> **Instructions**:
1) For each of the four card suits, name the historical king that the trivia post says that suit's king represents.
2) Reproduce the passage of the trivia post that begins with the words containing "In the 1400's" and ends with "lick your elbow.".
3) Translate this sentence from the trivia post into Spanish: "The San Francisco Cable cars are the only mobile National Monuments."

— begin Text section —

# I didn't know that!



## Waterwings (Dec 1, 2007)

Did you know....

In the 1400's a law was set forth in England that a man was allowed to beat his wife with a stick no thicker than his thumb. Hence we have "the rule of thumb" 
------------------------------------------- 
Many years ago in Scotland , a new game was invented. It was ruled "Gentlemen Only...Ladies Forbidden"...and thus the word GOLF entered into the English language. 
------------------------------------------- 
The first couple to be shown in bed together on prime time TV were Fred and Wilma Flintstone. 
------------------------------------------- 

Every day more money is printed for Monopoly than the U.S . Treasury.
------------------------------------------- 
Men can read smaller print than women can; women can hear better. 
------------------------------------------- 
Coca-Cola was originally green. 
------------------------------------------- 
It is impossible to lick your elbow. 
------------------------------------------- 
The State with the highest percentage of people who walk to work: 

Alaska
----------------------------------------- 
The percentage of Africa that is wilderness: 28% (now get this...) 

The percentage of North America that is wilderness: 38% 
------------------------------------------------------------------------ 
The cost of raising a medium-size dog to the age of eleven: $ 16,400 
------------------------------------------------------------------------ 
The average number of people airborne over the U.S. in any given hour: 

61,000
------------------------------------------------------------------------ 
Intelligent people have more zinc and copper in their hair. 
------------------------------------------------------------------------ 
The first novel ever written on a typewriter: Tom Sawyer. 
------------------------------------------------------------------------ 
The San Francisco Cable cars are the only mobile National Monuments. 
------------------------------------------------------------------------ 
Each king in a deck of playing cards represents a great king from history: 

Spades - King David 

Hearts - Charlemagne 

Clubs -Alexander, the Great 

Diamonds - Julius Caesar
------------------------------------------------------------------------ 
111,111,111 x 111,111,111 = 12,345,678,987,654,321 
------------------------------------------------------------------------ 
If a statue in the park of a person on a horse has both front legs in the air, the person died in battle. If the horse has one front leg in the air the person died as a result of wounds received in battle. If the horse has all four legs on the ground, the person died of natural causes.

— end Text section —
— begin Information supplied —

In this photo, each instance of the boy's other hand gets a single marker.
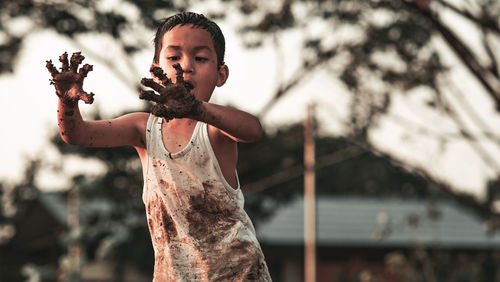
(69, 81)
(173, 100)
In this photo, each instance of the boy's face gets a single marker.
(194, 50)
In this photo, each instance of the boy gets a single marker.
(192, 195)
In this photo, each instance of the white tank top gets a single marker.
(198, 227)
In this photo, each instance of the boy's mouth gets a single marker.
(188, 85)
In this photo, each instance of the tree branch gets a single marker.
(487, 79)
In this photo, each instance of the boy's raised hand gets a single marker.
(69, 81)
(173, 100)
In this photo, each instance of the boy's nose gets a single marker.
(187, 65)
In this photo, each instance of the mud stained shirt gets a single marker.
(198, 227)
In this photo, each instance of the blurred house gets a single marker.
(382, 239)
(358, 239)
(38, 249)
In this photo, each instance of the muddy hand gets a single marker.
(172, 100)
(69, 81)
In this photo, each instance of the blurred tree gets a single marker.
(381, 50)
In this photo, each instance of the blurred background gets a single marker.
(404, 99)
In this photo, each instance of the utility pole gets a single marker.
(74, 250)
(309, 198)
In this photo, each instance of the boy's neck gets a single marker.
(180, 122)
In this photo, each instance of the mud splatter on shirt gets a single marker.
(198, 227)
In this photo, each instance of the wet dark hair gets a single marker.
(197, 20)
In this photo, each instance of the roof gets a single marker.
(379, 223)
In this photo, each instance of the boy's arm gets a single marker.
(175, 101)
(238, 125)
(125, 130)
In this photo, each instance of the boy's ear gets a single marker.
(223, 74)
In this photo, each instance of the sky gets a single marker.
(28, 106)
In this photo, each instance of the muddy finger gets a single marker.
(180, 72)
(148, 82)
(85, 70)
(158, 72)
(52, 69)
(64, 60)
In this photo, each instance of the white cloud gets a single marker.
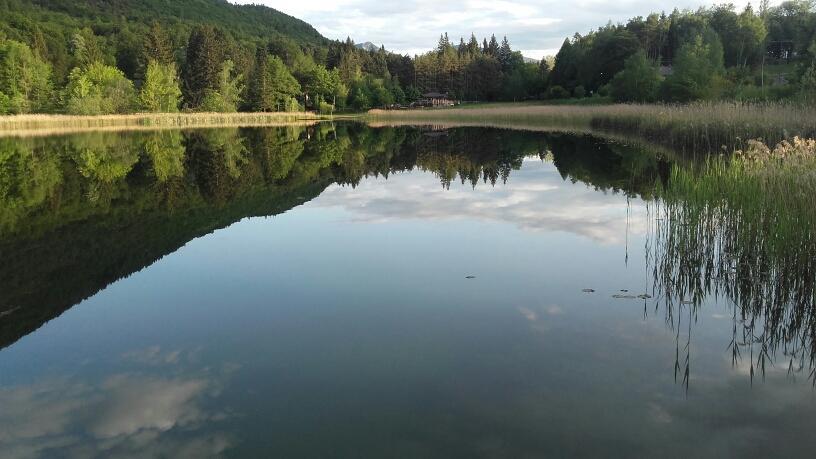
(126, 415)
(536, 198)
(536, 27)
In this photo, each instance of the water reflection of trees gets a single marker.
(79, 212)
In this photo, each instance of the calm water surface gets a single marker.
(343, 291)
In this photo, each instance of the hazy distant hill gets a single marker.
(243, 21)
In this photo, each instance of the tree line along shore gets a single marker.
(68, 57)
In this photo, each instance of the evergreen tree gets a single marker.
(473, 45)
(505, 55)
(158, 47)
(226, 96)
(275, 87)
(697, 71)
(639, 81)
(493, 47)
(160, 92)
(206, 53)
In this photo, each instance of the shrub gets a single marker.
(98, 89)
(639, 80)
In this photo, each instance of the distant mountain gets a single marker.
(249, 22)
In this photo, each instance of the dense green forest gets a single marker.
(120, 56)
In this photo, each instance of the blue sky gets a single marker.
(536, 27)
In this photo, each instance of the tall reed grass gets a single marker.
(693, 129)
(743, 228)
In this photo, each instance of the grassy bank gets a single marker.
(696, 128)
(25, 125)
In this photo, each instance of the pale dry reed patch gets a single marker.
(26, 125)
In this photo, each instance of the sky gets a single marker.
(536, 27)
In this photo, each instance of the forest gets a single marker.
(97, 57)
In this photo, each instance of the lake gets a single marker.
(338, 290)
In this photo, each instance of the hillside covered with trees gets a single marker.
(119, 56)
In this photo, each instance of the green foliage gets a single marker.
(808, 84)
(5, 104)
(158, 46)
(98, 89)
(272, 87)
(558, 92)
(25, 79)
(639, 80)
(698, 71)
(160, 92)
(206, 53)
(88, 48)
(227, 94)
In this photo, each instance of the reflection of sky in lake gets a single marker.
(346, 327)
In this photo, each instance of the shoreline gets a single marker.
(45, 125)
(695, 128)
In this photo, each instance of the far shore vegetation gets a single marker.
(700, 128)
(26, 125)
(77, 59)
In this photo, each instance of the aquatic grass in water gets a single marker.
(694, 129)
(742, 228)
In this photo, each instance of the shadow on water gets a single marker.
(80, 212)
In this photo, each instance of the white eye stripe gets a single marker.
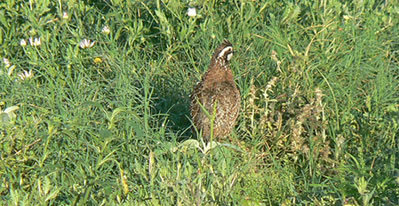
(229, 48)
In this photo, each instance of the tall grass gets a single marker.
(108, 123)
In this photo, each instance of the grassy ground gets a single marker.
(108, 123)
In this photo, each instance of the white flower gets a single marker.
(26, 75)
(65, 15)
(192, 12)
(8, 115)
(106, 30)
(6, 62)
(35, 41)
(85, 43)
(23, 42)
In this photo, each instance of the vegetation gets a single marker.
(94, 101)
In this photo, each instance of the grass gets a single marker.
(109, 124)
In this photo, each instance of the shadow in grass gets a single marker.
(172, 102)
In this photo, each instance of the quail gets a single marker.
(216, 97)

— end Information supplied —

> **Solutions to the exercise**:
1)
Spades: King David
Hearts: Charlemagne
Clubs: Alexander, the Great
Diamonds: Julius Caesar

2)
In the 1400's a law was set forth in England that a man was allowed to beat his wife with a stick no thicker than his thumb. Hence we have "the rule of thumb" 
------------------------------------------- 
Many years ago in Scotland , a new game was invented. It was ruled "Gentlemen Only...Ladies Forbidden"...and thus the word GOLF entered into the English language. 
------------------------------------------- 
The first couple to be shown in bed together on prime time TV were Fred and Wilma Flintstone. 
------------------------------------------- 

Every day more money is printed for Monopoly than the U.S . Treasury.
------------------------------------------- 
Men can read smaller print than women can; women can hear better. 
------------------------------------------- 
Coca-Cola was originally green. 
------------------------------------------- 
It is impossible to lick your elbow.

3) Los tranvías de cable de San Francisco son los únicos Monumentos Nacionales móviles.